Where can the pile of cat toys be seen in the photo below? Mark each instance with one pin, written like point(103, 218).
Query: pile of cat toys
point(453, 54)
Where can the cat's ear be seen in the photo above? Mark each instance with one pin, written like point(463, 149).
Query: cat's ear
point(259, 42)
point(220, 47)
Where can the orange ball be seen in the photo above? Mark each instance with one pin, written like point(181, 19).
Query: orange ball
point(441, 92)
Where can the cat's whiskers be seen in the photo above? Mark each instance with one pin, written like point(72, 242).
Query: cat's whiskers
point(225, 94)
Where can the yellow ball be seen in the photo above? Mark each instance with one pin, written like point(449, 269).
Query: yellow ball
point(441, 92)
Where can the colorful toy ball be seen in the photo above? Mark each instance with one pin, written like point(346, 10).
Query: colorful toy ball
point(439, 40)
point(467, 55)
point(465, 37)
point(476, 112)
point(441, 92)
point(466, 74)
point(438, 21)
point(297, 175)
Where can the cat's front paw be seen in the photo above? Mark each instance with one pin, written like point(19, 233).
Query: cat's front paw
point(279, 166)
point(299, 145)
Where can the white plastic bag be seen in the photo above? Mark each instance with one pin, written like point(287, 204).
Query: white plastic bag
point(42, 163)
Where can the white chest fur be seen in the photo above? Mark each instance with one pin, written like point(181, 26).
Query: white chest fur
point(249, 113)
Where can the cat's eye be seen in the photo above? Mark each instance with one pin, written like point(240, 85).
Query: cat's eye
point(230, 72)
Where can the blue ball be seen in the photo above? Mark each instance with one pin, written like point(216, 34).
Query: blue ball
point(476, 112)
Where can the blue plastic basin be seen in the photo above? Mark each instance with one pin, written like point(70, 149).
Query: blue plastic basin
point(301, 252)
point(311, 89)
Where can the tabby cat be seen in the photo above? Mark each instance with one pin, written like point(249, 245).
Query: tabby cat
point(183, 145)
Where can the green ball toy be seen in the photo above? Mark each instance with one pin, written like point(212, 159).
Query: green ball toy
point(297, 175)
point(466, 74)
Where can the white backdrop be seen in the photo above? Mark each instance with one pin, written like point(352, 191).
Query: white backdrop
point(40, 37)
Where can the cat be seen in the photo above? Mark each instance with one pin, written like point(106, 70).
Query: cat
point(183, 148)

━━━

#### Objetivo del ejercicio
Copia el tramo de los registros que empieza en la línea que contiene "Where can the orange" y termina en la línea que contiene "point(311, 89)", ambas incluidas, sin omitir ninguna línea. Suma 104 a cada coordenada de las respuestas.

#### Respuesta del ejercicio
Where can the orange ball be seen in the photo above? Mark each instance with one pin, written like point(181, 19).
Query: orange ball
point(545, 196)
Where can the cat's whiskers be seen in the photo above? Mark each instance with one pin, written like point(72, 242).
Query: cat's whiskers
point(329, 198)
Where can the yellow ball be seen in the photo above? Mark each instance with one pin, written like point(449, 269).
Query: yellow ball
point(545, 196)
Where can the colorful toy ball be seen in the photo above? Mark each instance with one pin, written like point(346, 10).
Query: colorful toy ball
point(543, 144)
point(571, 159)
point(569, 141)
point(580, 216)
point(545, 196)
point(570, 178)
point(542, 125)
point(401, 279)
Where can the cat's front paw be seen in the photo above? Mark each instance with one pin, written like point(19, 233).
Query: cat's front paw
point(383, 270)
point(403, 249)
Where can the white plastic bag be seen in the photo above? Mark each instance with one pin, written like point(287, 204).
Query: white plastic bag
point(146, 267)
Where can the white chest fur be seen in the photo above? Mark each instance with one pin, written like point(181, 26).
Query: white chest fur
point(353, 217)
Where can the cat's eye be seen in the photo above? Mark each instance with one pin, written like point(240, 85).
Query: cat's eye
point(334, 176)
Where can the blue ball be seen in the photo above? Mark each instance with one pin, written like point(216, 34).
Query: blue ball
point(580, 216)
Where can the blue plastic basin be seen in the photo above? Mark each instance with one pin, written like point(70, 149).
Query: blue plastic basin
point(405, 356)
point(415, 193)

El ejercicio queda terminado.